[Data drawn from a collection]

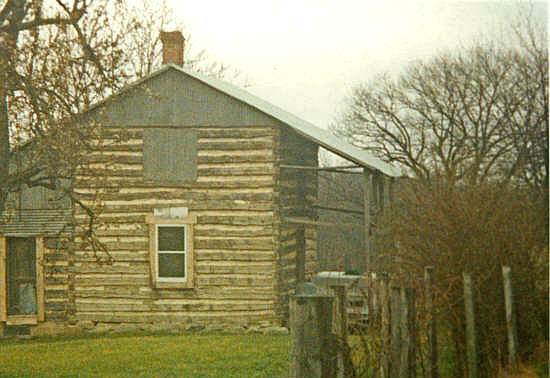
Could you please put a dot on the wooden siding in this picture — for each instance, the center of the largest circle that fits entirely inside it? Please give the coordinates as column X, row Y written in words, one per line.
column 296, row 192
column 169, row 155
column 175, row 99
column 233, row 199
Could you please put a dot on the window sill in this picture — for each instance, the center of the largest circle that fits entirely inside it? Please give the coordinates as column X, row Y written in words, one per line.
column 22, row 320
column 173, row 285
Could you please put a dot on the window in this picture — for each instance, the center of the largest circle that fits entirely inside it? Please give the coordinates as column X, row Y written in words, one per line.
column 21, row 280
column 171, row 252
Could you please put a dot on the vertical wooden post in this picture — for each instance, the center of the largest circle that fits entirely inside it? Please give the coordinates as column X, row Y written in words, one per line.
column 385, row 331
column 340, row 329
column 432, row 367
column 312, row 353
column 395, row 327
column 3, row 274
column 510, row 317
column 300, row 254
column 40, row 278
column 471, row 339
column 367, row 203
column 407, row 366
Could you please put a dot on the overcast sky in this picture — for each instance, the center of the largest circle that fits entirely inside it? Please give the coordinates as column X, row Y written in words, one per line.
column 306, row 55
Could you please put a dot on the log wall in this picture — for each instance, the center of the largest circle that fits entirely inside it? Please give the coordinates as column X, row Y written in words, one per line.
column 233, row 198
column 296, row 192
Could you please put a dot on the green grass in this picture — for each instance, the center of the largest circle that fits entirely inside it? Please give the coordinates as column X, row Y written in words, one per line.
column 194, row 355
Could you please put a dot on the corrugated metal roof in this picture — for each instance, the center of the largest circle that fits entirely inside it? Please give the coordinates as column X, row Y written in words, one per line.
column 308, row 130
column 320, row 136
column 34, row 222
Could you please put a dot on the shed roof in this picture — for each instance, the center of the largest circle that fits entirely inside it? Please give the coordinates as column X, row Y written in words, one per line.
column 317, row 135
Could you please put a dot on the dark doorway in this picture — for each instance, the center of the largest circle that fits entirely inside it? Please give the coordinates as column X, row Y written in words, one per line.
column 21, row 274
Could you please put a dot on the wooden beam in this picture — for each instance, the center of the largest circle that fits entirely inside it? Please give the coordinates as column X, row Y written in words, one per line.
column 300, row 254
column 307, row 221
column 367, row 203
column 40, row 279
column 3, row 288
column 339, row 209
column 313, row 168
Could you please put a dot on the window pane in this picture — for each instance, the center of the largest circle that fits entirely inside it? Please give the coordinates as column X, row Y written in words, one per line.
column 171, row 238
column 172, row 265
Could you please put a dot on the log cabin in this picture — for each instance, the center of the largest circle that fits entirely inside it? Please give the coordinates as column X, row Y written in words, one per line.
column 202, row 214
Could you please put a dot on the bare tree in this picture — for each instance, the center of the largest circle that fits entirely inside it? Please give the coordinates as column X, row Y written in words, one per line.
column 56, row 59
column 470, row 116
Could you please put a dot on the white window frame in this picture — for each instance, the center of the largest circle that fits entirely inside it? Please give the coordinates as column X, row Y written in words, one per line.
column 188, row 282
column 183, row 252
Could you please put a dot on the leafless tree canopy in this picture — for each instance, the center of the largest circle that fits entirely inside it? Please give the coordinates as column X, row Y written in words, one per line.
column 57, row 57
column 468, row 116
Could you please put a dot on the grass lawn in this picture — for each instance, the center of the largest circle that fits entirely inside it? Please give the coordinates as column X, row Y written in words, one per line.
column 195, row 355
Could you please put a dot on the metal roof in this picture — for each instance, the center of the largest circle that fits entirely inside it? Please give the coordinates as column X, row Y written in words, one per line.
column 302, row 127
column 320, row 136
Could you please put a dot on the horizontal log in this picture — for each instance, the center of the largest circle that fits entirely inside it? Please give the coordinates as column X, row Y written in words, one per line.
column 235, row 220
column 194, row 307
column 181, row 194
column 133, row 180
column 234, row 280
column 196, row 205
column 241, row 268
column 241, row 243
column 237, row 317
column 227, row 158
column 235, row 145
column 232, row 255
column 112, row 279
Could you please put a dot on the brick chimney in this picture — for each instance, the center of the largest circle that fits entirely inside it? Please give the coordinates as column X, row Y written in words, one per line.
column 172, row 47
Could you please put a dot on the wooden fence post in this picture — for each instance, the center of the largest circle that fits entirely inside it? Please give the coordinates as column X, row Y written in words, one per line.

THE EXERCISE -
Write out all of the records above again, replacing "put a dot on" with "mark a point on" wherever it occurs and keeping everything else the same. Leave the pictures out of your answer.

EXERCISE ANSWER -
Could you please mark a point on the wooden siding in this picture — for each instance, the center of the largest circle that fits entirely inside it? Please give the coordinates as column X, row Y written in words, one per line.
column 296, row 192
column 169, row 155
column 175, row 99
column 233, row 199
Could you please mark a point on the window sill in this picture — for each instance, the center of the largest circle that fits entirely inside it? Please give the coordinates as column X, row Y written in words, one per line.
column 22, row 320
column 173, row 285
Could you please mark a point on the window in this picture — for each instance, the center of the largest circle that fits entirely inside it? Please give the coordinates as column X, row Y written in words, one per line.
column 21, row 280
column 171, row 252
Could you please mark a point on the vertical wooden post in this picture — for each instance, the center of the largest circle that fits entirely inside it? Please give the coordinates as column X, row Y written in words, one per line.
column 385, row 331
column 340, row 329
column 432, row 367
column 312, row 353
column 395, row 327
column 3, row 274
column 510, row 317
column 300, row 254
column 40, row 278
column 471, row 339
column 367, row 203
column 407, row 366
Could you please mark a point on the overcast sky in this picture — for each instance, the center of the largest circle that fits entirely inside it? Please give the coordinates as column X, row Y written in words, one per line.
column 306, row 55
Could you please mark a point on the log wall in this picture — for each instance, the center of the largest circle that fits entirely inside it? Please give the coordinates as column X, row Y written in words, one per line.
column 233, row 198
column 296, row 192
Could you please mark a point on the green grass in this picture — for each instance, the center of the largest circle that fits entirely inside it? Please give the coordinates as column X, row Y written in words, one per line.
column 194, row 355
Could you please mark a point on the corrugated metal roof in this picture — for each instance, the center of the largest circle that fits entirely inside it? Please give the coordinates as column X, row Y written in words, one per line.
column 308, row 130
column 320, row 136
column 34, row 222
Could you please mark a point on the shed roof in this picture — for each instance, the center of the largest circle that fits entirely inside it? Please give the coordinates as column X, row Y written in words, one per line.
column 317, row 135
Could you please mark a point on the dark doorway in this picture — for each instance, the center of the largest circle that fits entirely inside it? Please give the coordinates as column X, row Y written in words, one per line.
column 21, row 274
Could you please mark a point on the wooden beam in this picture — for each instance, the center of the largest circle that fits entirely inside it? Please give the coordinates as column X, row Y written in words, one per line.
column 300, row 254
column 307, row 221
column 367, row 203
column 40, row 279
column 3, row 288
column 339, row 209
column 313, row 168
Could you please mark a point on the window pane in this picture — for each instance, the center of the largest circle that fits entirely inside it? Please give the coordinates as column X, row Y written in words, one per line.
column 171, row 238
column 172, row 265
Could you please mark a point on the log cabin in this picture — for each instance, the center of the largest circle that fits entirely inside it? Please give the coordinates as column X, row Y written in words, one per line.
column 202, row 214
Could you please mark a point on the bare tree in this picture — for each instance, the center of the largest circle that fits entirely inside it? Please give the coordinates as column X, row Y written in words, one per line.
column 56, row 59
column 470, row 116
Could you please mark a point on the white window frame in this picture — for each instance, the center of the largest circle that fits entirely inside it? Please give the coordinates as column X, row Y written in words, one per line.
column 188, row 282
column 183, row 252
Could you please mark a point on the leafless tree canopy in this picture — for each instance, the center of the largest circle that fits entirely inside it? Please give the coordinates as column X, row Y written in words, one per line.
column 57, row 57
column 468, row 116
Could you please mark a point on the grass lawn in this picture — for each instance, the center of the largest circle that fits entirely inside it? Please give the coordinates as column X, row Y written in words, one per line.
column 195, row 355
Could you please mark a point on the metal roof in this picture — for each instance, the center of the largest circle that fits entirely inside it? Please give the coordinates as column X, row Y written in words, one per line.
column 302, row 127
column 320, row 136
Could you please mark a point on the horizontal log in this picture — for each instance, the center of the largest circle that fits entirely inside it? Please give the coordinates as column X, row Y written in words, one per line.
column 235, row 220
column 194, row 307
column 181, row 194
column 133, row 180
column 234, row 280
column 196, row 205
column 241, row 268
column 241, row 243
column 237, row 317
column 227, row 158
column 235, row 145
column 232, row 255
column 112, row 279
Could you please mark a point on the brick chimney in this picture — for each instance, the center of the largest circle that fits entirely inside it? Please give the coordinates as column X, row Y written in words, one per line.
column 172, row 47
Could you please mark a point on the wooden fence post in this picture — for each instance, the center of the largest circle that fits entirely inside it? Please give the coordinates as column X, row Y written in words, one per line.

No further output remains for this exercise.